What the exercise asks: Every line below that holds the string "sandy" should be copied.

BEGIN Supplied data

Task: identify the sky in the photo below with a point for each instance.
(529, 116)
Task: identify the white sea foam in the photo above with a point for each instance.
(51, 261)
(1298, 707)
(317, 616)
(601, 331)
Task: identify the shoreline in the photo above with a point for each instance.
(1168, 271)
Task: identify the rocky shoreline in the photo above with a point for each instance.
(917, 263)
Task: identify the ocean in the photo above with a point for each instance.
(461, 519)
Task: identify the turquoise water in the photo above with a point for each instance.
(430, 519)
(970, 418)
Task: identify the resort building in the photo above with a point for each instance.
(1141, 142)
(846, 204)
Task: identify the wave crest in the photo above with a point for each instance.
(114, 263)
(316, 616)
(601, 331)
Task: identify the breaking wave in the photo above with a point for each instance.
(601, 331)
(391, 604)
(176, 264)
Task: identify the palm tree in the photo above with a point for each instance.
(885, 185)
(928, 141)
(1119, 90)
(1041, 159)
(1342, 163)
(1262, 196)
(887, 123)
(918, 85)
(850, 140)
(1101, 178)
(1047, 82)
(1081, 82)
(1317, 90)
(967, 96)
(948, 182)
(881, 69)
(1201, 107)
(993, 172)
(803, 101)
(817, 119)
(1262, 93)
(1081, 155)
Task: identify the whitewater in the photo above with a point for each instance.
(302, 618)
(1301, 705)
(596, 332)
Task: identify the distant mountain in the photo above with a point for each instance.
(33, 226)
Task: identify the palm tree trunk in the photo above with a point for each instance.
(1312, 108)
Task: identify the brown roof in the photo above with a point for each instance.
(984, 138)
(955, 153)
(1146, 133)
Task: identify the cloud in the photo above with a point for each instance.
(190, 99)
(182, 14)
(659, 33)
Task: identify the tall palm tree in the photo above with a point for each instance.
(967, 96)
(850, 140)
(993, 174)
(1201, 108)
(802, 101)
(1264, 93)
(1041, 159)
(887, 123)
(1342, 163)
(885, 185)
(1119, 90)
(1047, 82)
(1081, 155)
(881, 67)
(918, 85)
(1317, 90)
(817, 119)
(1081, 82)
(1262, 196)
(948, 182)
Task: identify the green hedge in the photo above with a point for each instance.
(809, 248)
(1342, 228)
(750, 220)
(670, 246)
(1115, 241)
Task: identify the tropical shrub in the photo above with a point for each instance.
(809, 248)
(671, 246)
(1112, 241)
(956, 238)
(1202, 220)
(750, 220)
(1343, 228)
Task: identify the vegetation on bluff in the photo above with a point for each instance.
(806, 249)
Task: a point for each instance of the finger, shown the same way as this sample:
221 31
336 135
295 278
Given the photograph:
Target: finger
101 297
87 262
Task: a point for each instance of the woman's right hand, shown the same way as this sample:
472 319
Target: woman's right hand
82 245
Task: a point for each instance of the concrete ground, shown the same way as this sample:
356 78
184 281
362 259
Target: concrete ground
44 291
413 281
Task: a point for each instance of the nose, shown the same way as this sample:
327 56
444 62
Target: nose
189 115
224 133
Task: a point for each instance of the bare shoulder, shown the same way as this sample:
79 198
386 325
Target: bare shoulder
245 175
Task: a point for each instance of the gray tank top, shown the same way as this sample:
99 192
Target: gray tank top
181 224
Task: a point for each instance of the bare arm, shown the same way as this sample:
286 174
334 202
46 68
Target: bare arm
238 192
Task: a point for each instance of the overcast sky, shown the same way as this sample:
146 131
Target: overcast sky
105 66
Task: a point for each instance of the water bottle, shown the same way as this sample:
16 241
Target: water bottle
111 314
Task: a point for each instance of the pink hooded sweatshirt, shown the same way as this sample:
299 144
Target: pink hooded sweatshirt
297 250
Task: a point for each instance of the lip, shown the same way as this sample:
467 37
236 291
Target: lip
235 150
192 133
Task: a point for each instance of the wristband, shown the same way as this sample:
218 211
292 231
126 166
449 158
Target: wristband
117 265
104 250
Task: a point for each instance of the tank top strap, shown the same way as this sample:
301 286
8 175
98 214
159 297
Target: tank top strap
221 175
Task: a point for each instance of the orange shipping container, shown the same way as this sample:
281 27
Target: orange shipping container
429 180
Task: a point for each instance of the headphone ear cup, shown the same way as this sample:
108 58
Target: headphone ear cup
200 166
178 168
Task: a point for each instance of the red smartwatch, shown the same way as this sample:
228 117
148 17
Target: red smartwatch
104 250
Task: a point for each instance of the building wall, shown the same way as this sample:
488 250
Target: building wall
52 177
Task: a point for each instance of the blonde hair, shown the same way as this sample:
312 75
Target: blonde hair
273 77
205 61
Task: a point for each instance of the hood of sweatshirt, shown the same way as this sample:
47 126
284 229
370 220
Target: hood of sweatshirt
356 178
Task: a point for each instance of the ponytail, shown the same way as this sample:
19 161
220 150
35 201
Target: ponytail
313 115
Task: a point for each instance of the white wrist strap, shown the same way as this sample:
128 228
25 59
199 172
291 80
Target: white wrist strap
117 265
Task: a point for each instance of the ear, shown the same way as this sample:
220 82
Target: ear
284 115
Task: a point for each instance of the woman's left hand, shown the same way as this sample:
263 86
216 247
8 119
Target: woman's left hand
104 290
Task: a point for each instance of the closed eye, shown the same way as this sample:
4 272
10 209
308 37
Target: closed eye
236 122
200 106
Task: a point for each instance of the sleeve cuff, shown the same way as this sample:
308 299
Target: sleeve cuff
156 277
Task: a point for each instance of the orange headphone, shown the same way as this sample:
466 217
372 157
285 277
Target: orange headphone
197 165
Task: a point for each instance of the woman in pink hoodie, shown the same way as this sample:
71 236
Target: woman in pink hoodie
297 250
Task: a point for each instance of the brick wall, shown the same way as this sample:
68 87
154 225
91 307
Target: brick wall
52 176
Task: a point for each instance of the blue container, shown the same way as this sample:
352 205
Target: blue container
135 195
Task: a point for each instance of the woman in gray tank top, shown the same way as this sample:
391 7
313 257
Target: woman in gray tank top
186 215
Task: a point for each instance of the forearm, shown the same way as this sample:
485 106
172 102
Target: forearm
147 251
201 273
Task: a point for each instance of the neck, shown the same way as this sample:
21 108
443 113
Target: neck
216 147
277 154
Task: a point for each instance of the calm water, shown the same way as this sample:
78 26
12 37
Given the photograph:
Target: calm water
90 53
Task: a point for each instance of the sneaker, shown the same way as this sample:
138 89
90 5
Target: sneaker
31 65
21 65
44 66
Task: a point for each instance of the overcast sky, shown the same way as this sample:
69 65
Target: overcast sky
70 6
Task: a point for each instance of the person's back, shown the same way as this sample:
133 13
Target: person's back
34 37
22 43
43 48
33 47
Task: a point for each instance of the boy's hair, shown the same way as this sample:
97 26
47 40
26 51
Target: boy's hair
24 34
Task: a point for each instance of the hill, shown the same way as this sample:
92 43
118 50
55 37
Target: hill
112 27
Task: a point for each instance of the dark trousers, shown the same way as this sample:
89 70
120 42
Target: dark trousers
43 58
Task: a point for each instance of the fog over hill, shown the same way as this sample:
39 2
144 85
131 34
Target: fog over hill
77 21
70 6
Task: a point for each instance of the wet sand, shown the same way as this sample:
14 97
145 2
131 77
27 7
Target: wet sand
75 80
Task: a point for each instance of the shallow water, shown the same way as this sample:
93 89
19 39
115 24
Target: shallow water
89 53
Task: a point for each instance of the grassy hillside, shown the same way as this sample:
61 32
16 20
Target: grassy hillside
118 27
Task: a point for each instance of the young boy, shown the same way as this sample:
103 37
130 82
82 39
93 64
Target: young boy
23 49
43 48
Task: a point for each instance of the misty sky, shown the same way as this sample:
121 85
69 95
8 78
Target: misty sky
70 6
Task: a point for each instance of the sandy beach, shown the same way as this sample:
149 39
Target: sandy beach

END Supplied data
BEGIN Supplied data

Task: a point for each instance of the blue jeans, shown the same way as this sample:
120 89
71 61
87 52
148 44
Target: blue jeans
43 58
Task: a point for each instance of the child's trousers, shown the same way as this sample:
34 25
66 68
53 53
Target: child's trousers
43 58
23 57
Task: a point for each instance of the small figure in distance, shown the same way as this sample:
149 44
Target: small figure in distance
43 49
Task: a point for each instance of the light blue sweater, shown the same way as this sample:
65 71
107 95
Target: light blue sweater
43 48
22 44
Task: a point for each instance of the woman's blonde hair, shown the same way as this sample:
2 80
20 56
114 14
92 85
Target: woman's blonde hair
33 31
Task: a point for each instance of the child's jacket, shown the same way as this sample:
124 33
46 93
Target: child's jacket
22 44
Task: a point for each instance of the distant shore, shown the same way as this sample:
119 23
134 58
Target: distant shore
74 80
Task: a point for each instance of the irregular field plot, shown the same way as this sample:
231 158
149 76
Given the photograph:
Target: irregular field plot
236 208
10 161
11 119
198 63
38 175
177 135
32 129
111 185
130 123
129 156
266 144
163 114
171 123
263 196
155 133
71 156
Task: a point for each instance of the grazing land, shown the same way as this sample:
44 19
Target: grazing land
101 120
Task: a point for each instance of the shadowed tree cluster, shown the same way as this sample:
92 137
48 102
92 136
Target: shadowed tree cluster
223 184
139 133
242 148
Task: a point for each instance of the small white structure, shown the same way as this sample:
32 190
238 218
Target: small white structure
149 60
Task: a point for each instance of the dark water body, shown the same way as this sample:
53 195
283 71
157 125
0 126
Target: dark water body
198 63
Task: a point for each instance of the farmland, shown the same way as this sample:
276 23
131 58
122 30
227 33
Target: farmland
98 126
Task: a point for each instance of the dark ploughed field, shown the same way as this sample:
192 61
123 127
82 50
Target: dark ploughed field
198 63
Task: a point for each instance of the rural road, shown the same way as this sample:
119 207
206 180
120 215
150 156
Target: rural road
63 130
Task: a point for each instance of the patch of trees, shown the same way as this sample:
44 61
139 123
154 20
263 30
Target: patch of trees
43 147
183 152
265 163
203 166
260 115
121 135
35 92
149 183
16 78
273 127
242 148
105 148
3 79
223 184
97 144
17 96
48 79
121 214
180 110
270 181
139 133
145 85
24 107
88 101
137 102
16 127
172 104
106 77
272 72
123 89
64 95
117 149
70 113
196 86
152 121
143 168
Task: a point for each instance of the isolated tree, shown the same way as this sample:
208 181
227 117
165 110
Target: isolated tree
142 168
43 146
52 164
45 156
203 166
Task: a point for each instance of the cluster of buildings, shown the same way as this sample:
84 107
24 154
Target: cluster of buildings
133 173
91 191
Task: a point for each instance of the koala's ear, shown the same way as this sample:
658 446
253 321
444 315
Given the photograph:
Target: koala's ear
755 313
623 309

END Supplied data
BEGIN Supplied data

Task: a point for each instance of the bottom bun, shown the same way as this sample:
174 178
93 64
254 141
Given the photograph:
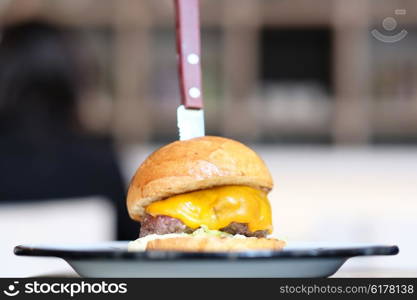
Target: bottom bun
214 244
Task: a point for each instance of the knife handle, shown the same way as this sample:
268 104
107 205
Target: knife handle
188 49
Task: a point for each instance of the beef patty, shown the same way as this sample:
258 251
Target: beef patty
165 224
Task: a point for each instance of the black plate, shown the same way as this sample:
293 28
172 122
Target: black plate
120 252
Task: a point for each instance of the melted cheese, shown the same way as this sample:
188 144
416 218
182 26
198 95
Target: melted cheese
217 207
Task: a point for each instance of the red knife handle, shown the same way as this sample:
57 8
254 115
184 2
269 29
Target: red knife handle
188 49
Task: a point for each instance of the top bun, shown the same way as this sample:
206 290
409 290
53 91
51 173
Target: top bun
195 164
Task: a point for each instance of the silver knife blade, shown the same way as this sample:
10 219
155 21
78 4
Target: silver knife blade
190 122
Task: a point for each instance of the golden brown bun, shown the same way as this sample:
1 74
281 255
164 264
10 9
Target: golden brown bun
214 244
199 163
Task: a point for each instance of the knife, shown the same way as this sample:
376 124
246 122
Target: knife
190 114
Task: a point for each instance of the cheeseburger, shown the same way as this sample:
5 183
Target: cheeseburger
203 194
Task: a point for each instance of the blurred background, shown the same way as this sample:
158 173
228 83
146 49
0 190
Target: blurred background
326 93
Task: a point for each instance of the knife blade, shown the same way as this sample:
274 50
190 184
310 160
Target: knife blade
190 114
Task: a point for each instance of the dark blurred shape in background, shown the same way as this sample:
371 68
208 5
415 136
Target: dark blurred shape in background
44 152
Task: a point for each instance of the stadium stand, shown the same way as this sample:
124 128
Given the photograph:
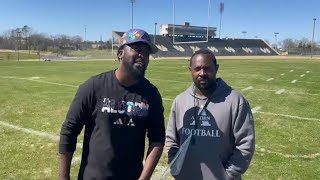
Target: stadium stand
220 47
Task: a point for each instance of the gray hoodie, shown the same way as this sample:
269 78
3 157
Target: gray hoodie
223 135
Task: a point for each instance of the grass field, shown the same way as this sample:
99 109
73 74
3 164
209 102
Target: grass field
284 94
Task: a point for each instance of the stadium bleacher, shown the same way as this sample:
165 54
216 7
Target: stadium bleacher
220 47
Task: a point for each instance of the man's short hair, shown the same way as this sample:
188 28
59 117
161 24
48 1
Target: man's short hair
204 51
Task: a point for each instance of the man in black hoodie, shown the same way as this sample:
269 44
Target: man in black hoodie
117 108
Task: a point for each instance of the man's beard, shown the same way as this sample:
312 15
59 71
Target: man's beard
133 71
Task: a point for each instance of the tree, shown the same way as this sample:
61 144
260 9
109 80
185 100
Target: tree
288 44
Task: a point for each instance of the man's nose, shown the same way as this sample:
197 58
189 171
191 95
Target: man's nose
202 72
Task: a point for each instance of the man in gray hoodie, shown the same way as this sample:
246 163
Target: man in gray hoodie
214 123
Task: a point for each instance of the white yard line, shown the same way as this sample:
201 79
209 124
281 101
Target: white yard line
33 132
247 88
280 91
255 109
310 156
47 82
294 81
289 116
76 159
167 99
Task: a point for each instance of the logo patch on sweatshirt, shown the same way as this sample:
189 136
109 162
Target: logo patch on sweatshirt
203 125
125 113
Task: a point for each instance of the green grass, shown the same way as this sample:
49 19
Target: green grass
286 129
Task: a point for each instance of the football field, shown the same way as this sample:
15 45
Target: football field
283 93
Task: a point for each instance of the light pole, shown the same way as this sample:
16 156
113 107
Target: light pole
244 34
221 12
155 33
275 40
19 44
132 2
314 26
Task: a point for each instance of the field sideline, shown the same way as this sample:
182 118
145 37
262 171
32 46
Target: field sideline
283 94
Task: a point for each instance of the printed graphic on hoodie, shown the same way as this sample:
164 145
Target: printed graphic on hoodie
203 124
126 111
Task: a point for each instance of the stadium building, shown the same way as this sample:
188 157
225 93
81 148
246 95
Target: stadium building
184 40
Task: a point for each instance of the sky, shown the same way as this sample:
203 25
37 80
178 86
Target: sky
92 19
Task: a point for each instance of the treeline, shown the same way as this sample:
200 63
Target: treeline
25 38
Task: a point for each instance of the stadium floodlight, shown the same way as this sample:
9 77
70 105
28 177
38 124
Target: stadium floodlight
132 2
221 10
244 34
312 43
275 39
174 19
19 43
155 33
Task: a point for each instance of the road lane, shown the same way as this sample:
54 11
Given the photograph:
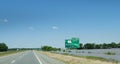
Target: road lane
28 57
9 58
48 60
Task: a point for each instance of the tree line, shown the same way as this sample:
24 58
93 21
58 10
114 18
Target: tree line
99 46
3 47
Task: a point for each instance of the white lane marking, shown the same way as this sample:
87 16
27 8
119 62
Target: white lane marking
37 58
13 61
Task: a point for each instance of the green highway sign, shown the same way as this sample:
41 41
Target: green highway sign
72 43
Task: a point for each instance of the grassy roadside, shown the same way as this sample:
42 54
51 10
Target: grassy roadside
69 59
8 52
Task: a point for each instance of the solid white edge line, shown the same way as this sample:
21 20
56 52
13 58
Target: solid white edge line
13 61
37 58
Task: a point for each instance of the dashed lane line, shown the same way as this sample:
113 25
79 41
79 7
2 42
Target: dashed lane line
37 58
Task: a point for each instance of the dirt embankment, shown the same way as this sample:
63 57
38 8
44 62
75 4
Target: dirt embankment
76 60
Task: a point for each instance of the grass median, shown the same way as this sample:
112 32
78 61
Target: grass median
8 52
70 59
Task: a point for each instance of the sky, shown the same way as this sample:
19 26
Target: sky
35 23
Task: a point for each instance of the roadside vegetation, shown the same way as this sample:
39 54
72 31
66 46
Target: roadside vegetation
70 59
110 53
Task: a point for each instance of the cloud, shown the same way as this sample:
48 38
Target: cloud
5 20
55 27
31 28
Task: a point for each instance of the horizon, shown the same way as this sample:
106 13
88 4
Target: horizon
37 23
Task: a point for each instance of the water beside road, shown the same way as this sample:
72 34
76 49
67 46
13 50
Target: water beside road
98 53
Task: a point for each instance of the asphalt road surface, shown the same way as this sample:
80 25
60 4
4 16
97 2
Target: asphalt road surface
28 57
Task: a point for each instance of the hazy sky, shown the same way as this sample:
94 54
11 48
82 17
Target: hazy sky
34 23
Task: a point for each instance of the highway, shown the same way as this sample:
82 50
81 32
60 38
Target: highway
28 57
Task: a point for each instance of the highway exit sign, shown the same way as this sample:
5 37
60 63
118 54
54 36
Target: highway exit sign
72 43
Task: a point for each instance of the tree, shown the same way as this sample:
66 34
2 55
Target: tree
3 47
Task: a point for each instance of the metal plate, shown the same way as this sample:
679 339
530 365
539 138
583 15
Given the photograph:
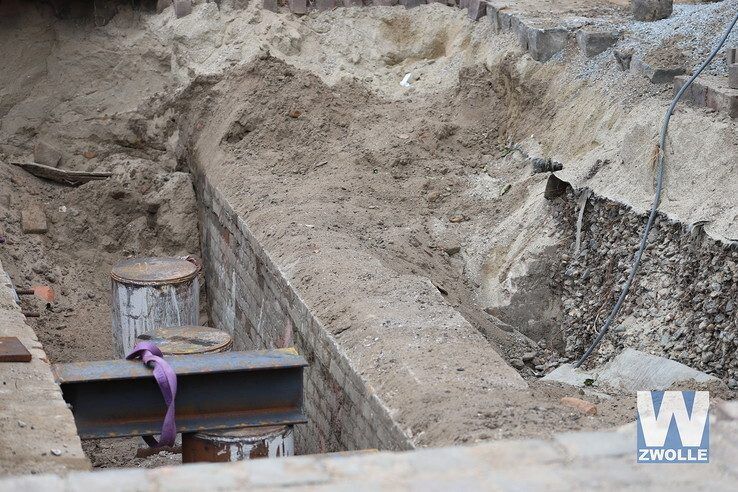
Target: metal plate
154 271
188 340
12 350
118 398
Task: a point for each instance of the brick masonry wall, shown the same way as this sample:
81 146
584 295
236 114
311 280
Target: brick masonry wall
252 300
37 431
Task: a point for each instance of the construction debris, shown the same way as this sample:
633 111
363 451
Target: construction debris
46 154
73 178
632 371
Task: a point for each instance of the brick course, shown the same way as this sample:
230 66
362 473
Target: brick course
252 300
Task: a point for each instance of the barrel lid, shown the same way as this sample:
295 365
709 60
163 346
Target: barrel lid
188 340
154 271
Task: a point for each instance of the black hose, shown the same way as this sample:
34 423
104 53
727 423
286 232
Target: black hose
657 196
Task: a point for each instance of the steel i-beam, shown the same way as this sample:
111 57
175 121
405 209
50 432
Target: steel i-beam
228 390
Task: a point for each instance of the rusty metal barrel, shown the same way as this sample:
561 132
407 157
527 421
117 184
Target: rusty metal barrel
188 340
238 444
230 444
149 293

END Supplied data

Answer to the exercise:
Task: a point for each instance of the sandy beach, shown the same way as this sample:
Target: sandy beach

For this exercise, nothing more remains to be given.